#### Angezeigter Text

ORTSTERMIN: IM RATHAUS EMPFÄNGT DER HAMBURGER SENAT FREIMAURER : Transparente Freimaurer
Von wegen Geheimbund. Dort steht er doch, der Meister der ältesten Loge Hamburgs namens „Absalom zu den drei Nesseln“, in vollem Licht des prunkvollen Kaisersaals des Hamburger Rathauses und spricht über Freimaurerei, einen ethischen Bund, von dem nur wenig wirklich bekannt ist. „Die Freimaurer in Hamburg engagieren sich in Politik, Kultur, Gesellschaft – das tun wir seit mehr als 200 Jahren“, sagt Bernd-Dieter Hessling, Meister der Loge.
Vor dem Meister stehen mehr als hundert geladene Gäste, fast alle sind im Anzug gekommen; und wer keinen trägt, ist gnadenlos underdressed und erntet sofort schiefe Blicke. Noch jemand lauscht dem Meister der Loge: Olaf Scholz (SPD), Erster Bürgermeister der Hansestadt. Er steht direkt vor Hessling, den Unterarm lässig auf einen Tisch gestützt. Und Scholz muss zu Hessling aufblicken, da dieser auf dem Rednerpodest steht.
Aber spulen wir doch ein wenig zurück: Der Kaisersaal ist flugs prall gefüllt, die Luft schnell stickig und die Stimmung angespannt. Man murmelt und tuschelt, schüttelt Hände und umarmt sich. Wie viel Prozent der Gäste wohl Freimaurer sind? „Wat passiert denn jetzt?“, fragt ein älterer Herr. „Die halten doch nur ’ne Rede, nech?“ Man sieht wirklich auffallend viele ältere Männer an diesem Freitagmittag im Rathaus, überall grau meliertes Haar und altbackene Krawatten. Nun ja, immerhin feiern die Gäste das 275. Jubiläum der ältesten Freimaurerloge in Hamburg. Das passt also. Frauen sieht man indes kaum – und wenn, dann sind sie von der Presse.

#### Schriftliche Aufgaben
**a.** Welches Jubiläum feiern die Gäste laut dem Text über den Freimaurer-Empfang im Rathaus?
**b.** Wiederhole aus dem Text über den Freimaurer-Empfang im Rathaus den Abschnitt von „ORTSTERMIN: IM RATHAUS“ bis „Meister der Loge.“ wörtlich.
Die Zeilen stammen aus einer anderen Quelle als der Text.

#### Bereitgestellte Angaben
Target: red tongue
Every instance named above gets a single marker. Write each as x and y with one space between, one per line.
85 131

#### Ergebnisse
**a.** Das 275. Jubiläum der ältesten Freimaurerloge in Hamburg.

**b.**
ORTSTERMIN: IM RATHAUS EMPFÄNGT DER HAMBURGER SENAT FREIMAURER : Transparente Freimaurer
Von wegen Geheimbund. Dort steht er doch, der Meister der ältesten Loge Hamburgs namens „Absalom zu den drei Nesseln“, in vollem Licht des prunkvollen Kaisersaals des Hamburger Rathauses und spricht über Freimaurerei, einen ethischen Bund, von dem nur wenig wirklich bekannt ist. „Die Freimaurer in Hamburg engagieren sich in Politik, Kultur, Gesellschaft – das tun wir seit mehr als 200 Jahren“, sagt Bernd-Dieter Hessling, Meister der Loge.